Coordinate annotation listing
···

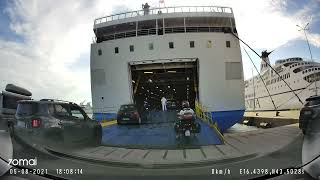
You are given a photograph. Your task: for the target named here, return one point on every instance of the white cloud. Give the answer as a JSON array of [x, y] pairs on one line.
[[58, 34]]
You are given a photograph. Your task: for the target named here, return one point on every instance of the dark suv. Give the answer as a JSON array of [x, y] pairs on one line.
[[55, 121], [309, 113], [128, 114]]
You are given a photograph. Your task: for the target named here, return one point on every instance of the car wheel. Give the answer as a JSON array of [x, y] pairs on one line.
[[98, 136]]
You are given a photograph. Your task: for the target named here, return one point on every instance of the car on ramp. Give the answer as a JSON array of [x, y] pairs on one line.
[[128, 114], [55, 121]]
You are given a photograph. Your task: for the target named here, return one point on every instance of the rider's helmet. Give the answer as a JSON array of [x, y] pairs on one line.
[[185, 104]]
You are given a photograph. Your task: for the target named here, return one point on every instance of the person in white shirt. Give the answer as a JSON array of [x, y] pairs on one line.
[[186, 109], [164, 103]]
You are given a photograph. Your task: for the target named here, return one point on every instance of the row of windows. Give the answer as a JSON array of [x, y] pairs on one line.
[[312, 77], [298, 64], [171, 46], [285, 76], [309, 70]]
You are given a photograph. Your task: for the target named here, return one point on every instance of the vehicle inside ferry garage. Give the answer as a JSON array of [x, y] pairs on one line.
[[174, 79]]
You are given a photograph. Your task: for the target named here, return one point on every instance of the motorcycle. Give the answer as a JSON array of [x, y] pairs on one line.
[[186, 125]]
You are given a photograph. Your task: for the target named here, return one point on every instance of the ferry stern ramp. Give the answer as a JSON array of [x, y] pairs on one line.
[[169, 36]]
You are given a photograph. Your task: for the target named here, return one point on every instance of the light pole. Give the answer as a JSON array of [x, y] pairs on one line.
[[305, 34]]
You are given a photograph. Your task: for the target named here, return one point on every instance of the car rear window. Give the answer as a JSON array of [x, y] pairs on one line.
[[127, 107], [313, 102], [28, 109], [59, 110]]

···

_WORK REQUIRED_
Reproduce every line of the listing above word for word, omitting the pictures.

_ANSWER TO THIS PROBLEM_
You are given a photograph. Your task: for the target named here, return one point on every instance of the white cloud. Give the answer as a JSON array of [x, y] pairs on one line.
[[58, 34]]
You are given a photograph. Your task: for the target named here, return one point on every instance of the dark suv. Give the answer as a JSON array of [x, y] pairs on one line.
[[55, 121], [309, 113], [128, 114]]
You are given a photograph. Your task: for the target named here, return one point on every instance of the car wheel. Give the answer as a JSON array of [x, y] pairs on one line.
[[98, 136]]
You are given a photograph. Your task: for the target named here, return one point on every instance of the car on ramp. Give the answer as a JSON array of [x, y] pairs on one line.
[[128, 114], [55, 121]]
You are given a photograph. Your task: for the target named here, return one point on every instance of the rider's helmet. Give the answer as a JSON array of [x, y] pairs on one line.
[[185, 104]]
You are given a photograph. Your task: for the target named here, return one point on every instance of the person in white shirt. Give the answer as a JSON array of [x, y] pairs on one line.
[[186, 109], [164, 103]]
You are given a photograph. Your task: for the target named here, return one point on every instance of the row of windows. Give the answer as a JSON array of [x, y] pairs on one line.
[[312, 77], [298, 64], [171, 46], [285, 76], [309, 70]]
You are given a photograph. Your task: for the target named here, return one point on every instance of the vehicle inside ferry garage. Give the answer as a JSON array of [x, y] pairs on one line.
[[174, 79]]
You are given a photograph. Your task: for the target named here, return one point on every instance of the motorcycle. Give the answer as a JSON array of [x, y] pairs on one line.
[[186, 125]]
You are given a photograph. Your task: for the target named here, return one point on every instance of the ferry stern ramp. Give the answer as a JSON array of [x, y] pairs on one line.
[[169, 36]]
You are given a photograph. Your task: for the target named here, return one point on every instance of the light pole. Give the answer as a JSON array of [x, y] pairs on one line.
[[305, 34]]
You are given a photograph. Your task: for the target named here, return one point on every instance of the car rear window. Give the answer as a JSON array of [x, y] pairs on one line.
[[127, 107], [313, 102], [28, 109], [59, 110]]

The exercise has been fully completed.